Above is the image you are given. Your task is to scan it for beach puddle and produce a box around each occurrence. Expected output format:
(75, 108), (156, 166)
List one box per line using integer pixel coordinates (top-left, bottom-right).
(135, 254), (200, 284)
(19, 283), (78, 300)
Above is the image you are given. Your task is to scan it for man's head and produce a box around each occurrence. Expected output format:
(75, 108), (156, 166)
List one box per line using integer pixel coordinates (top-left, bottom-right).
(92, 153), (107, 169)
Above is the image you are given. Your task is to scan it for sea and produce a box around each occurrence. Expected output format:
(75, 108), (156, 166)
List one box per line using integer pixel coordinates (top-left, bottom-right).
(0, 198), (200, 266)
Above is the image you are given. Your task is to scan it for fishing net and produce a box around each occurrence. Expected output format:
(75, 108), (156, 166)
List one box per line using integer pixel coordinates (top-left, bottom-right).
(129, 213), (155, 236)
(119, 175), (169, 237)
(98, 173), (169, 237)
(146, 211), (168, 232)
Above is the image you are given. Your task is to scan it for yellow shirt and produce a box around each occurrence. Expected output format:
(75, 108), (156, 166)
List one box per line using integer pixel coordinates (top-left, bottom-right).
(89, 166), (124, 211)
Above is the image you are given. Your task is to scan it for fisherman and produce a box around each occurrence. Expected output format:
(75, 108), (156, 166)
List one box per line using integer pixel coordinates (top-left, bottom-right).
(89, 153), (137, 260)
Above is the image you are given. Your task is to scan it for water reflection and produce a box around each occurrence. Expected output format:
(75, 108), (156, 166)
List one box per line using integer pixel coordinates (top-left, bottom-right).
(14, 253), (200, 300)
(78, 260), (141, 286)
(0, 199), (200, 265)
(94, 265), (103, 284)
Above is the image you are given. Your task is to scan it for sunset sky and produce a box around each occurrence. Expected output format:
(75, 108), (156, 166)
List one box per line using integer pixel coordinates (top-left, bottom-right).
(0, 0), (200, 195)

----

▸ **Problem statement**
Could you set down every record exactly as given?

▸ **Exercise output**
Above is the image you are given. Your task is to scan it for beach puddle and produce a box around each occurrence. Expected output format:
(75, 108), (156, 166)
List one box per line using integer pixel coordinates (top-left, bottom-right).
(135, 254), (200, 284)
(19, 283), (78, 300)
Above is the image you are given. Your task is to scan it for man's head and produce a box around each occurrence. Expected output format:
(75, 108), (156, 166)
List one box per line using integer pixel coordinates (top-left, bottom-right).
(92, 153), (107, 169)
Above is the image you are given. Your task is to scan it for sea and produce a box around each occurrence. Expected output format:
(75, 108), (156, 166)
List one box per line using integer pixel coordinates (top-left, bottom-right).
(0, 198), (200, 266)
Above is the image you are given. Your task is to scan it for fishing net and produce a box around each occurrence. Expected output format:
(75, 108), (156, 166)
List one box per line using integer pixel coordinates (top-left, bottom-right).
(129, 213), (155, 236)
(119, 175), (169, 237)
(98, 173), (169, 237)
(146, 211), (168, 232)
Above is the image you are given. Your task is to scan it for yellow shirt and produce a box around each occurrence. Expected output format:
(75, 108), (156, 166)
List one box per line using integer pixel coordinates (top-left, bottom-right).
(89, 166), (124, 211)
Above is the image you are given. Your task is to scan it for fisherman and produce a box around each occurrence. Expected output format:
(75, 108), (156, 166)
List one box per line using integer pixel coordinates (top-left, bottom-right).
(89, 153), (137, 260)
Above is the image you are given. Your task is to scan it for water reflection and produce a box around each occurrence. Expected output format:
(75, 108), (156, 166)
List one box per line using integer pixel coordinates (top-left, bottom-right).
(14, 253), (200, 300)
(78, 260), (141, 286)
(0, 199), (200, 265)
(94, 265), (103, 284)
Above is the image you are given. Your task is to scan it for sunset sky and produce a box around each occurrence. Expected output format:
(75, 108), (156, 166)
List one box per line using integer pixel coordinates (top-left, bottom-right).
(0, 0), (200, 195)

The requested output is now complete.